Required task
Reproduce each of the rows below verbatim, line for line.

Supplied material
═══
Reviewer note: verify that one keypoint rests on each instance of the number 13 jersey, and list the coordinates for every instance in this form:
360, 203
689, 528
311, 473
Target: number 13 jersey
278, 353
═══
Solution
Reviewer note: verify that one keypoint rests on each instance of the number 13 jersey, and list the coordinates for every instance in this form:
360, 203
689, 528
311, 473
Target: number 13 jersey
278, 353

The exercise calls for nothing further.